• What the exercise asks:
Copy exactly the last part of the entries, starting from the line with "Could you point out the police" and including the final line.

• Location labeling records:

· · · · · · ·

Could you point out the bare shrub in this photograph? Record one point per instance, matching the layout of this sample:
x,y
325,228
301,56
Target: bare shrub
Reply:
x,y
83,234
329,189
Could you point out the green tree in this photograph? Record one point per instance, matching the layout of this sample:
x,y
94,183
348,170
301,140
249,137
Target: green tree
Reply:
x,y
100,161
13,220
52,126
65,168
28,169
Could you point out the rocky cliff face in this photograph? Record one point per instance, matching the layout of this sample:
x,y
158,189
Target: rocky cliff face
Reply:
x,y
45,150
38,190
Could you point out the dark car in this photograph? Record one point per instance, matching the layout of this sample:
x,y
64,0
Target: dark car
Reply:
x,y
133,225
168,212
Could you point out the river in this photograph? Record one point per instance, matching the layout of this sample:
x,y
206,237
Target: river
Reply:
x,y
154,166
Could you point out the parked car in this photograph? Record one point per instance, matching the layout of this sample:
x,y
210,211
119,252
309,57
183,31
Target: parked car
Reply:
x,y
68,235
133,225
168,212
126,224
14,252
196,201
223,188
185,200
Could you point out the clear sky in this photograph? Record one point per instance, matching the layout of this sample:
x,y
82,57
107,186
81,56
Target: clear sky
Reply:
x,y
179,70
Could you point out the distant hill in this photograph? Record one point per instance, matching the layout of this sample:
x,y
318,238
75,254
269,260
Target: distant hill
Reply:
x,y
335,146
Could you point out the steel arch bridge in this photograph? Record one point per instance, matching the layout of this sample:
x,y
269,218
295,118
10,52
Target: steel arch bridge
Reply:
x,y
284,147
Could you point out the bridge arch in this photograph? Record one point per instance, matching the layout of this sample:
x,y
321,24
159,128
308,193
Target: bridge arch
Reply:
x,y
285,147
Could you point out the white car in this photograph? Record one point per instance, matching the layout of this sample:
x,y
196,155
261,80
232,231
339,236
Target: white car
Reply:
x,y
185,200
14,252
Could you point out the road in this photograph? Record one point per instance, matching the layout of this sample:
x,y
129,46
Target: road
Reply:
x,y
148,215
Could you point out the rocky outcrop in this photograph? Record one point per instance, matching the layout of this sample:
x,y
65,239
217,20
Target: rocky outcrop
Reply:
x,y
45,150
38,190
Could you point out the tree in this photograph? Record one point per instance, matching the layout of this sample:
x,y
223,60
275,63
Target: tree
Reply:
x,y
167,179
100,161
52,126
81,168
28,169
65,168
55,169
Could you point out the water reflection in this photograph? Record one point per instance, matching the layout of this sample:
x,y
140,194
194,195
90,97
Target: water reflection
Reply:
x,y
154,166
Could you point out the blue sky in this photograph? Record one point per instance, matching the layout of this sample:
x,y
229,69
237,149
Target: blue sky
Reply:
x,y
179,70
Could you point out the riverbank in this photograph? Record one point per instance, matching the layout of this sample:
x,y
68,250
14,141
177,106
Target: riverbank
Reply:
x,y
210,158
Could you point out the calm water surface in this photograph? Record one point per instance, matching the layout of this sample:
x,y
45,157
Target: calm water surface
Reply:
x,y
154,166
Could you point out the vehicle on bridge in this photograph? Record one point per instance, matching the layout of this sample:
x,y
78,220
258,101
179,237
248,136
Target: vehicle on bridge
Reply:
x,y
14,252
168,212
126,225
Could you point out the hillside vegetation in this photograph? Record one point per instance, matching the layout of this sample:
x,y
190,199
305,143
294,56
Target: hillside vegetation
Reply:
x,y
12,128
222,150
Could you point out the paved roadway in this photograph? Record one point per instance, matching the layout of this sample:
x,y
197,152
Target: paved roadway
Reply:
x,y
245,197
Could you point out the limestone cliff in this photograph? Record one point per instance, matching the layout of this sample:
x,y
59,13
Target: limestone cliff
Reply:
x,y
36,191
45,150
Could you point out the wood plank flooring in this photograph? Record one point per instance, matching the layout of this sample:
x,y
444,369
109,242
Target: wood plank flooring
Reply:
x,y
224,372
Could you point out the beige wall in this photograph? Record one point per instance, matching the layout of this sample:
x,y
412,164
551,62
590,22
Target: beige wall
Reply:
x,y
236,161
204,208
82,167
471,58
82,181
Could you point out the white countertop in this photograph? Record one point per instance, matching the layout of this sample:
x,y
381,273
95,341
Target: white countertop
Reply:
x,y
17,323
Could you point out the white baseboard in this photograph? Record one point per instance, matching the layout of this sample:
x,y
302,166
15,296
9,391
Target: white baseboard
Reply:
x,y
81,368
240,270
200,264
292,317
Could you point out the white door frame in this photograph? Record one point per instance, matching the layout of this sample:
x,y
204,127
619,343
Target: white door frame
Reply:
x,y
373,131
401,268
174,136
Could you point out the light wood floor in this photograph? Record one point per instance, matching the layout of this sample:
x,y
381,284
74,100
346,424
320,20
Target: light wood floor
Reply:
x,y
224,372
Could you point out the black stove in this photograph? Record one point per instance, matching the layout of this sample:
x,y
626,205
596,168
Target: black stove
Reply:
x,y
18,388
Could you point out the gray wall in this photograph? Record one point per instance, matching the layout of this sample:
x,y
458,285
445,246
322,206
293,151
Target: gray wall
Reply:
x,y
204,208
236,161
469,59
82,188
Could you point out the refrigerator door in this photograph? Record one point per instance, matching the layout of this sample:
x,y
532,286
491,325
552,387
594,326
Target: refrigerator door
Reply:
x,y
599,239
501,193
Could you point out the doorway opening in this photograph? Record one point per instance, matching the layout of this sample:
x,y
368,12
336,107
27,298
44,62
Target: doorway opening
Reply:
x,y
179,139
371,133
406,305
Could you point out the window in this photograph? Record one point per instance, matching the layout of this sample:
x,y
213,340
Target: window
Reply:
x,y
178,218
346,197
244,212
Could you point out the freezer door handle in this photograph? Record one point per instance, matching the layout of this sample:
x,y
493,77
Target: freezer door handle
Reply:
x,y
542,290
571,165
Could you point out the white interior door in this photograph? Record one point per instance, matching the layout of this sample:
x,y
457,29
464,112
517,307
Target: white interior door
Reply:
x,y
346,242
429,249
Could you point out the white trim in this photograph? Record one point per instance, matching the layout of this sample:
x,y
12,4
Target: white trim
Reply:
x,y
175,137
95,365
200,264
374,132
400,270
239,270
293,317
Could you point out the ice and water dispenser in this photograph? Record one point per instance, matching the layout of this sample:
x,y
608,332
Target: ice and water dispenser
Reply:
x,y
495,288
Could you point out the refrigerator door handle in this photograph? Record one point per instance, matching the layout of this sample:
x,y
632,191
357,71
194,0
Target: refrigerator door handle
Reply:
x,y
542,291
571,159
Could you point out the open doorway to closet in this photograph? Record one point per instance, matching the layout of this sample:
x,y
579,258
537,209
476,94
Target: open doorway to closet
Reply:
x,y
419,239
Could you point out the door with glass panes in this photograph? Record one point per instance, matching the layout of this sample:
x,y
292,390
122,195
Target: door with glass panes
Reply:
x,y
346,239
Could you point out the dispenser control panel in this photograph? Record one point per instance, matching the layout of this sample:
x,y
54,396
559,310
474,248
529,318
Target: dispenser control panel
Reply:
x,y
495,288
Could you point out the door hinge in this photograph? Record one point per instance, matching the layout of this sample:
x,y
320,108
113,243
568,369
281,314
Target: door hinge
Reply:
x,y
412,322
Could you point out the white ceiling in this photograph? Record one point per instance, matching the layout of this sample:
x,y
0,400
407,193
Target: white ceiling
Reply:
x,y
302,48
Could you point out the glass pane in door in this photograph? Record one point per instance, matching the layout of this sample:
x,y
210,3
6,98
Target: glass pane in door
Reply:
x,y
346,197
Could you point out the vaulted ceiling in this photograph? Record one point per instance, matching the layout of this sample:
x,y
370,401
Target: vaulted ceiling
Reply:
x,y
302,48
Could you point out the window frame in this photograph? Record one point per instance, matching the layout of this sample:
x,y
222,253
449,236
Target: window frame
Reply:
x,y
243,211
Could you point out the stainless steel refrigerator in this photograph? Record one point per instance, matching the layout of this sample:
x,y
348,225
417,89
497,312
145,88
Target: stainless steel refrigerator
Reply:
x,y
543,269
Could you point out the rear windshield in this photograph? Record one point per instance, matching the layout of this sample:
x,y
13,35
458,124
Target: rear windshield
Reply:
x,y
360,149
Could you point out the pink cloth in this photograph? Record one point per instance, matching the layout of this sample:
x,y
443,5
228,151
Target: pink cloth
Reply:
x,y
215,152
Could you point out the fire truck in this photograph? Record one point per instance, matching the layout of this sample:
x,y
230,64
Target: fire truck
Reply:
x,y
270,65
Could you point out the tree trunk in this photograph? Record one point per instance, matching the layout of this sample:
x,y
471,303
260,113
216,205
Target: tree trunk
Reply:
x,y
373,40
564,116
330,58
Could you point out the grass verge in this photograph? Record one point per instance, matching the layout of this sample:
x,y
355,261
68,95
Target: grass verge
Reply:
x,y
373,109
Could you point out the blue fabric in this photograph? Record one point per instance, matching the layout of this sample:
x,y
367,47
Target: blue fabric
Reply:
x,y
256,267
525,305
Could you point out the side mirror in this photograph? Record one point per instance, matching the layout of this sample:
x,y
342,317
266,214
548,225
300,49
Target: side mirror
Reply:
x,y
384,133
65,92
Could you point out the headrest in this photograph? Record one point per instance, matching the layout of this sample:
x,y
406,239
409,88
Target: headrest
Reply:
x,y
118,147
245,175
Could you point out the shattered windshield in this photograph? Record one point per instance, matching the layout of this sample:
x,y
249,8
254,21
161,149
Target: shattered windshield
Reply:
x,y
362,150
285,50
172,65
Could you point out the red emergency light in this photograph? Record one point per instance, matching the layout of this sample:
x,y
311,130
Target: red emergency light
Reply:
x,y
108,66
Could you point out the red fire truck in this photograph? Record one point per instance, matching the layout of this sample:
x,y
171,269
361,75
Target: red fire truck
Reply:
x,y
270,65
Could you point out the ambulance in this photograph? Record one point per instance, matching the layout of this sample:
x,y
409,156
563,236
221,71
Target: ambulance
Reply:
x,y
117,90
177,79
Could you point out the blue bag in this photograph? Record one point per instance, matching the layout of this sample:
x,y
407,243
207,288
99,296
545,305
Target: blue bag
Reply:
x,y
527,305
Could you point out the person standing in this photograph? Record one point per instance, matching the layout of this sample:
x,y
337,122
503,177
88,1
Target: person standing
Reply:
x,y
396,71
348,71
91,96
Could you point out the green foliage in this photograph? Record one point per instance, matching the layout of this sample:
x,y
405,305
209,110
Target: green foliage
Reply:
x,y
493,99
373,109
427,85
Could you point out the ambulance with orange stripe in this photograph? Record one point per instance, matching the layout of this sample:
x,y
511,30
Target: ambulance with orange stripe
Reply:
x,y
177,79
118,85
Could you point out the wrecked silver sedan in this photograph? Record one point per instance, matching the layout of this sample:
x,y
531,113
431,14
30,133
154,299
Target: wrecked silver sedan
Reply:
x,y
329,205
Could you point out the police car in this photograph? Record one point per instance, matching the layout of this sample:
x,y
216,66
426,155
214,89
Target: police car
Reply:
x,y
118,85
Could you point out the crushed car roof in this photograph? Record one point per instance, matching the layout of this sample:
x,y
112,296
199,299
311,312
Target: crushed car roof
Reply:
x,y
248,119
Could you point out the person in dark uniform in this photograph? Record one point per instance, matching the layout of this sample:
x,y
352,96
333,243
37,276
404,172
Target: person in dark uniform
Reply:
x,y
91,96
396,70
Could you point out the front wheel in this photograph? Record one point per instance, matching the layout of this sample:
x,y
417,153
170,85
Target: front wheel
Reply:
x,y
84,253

· · · · · · ·

• Written solution:
Could you point out the police car in this photograph? Record one point per instance, matching the layout of this sample:
x,y
216,66
426,155
214,89
Target: police car
Reply:
x,y
118,85
Could you point out the crushed car roof in this photograph? Record one point per instance, matching the layout of this sample:
x,y
112,296
199,299
311,312
Target: crushed car roof
Reply:
x,y
248,119
Could you point out the person in dark uniform in this photograph? Record one point per instance, matching the layout of this sample:
x,y
352,96
333,243
37,276
404,172
Target: person in dark uniform
Reply:
x,y
91,96
396,70
Could you point out the front wheel in this photograph? Record one point per instance, matching the layout of this sample:
x,y
417,153
170,85
Target: front wheel
Reply:
x,y
84,253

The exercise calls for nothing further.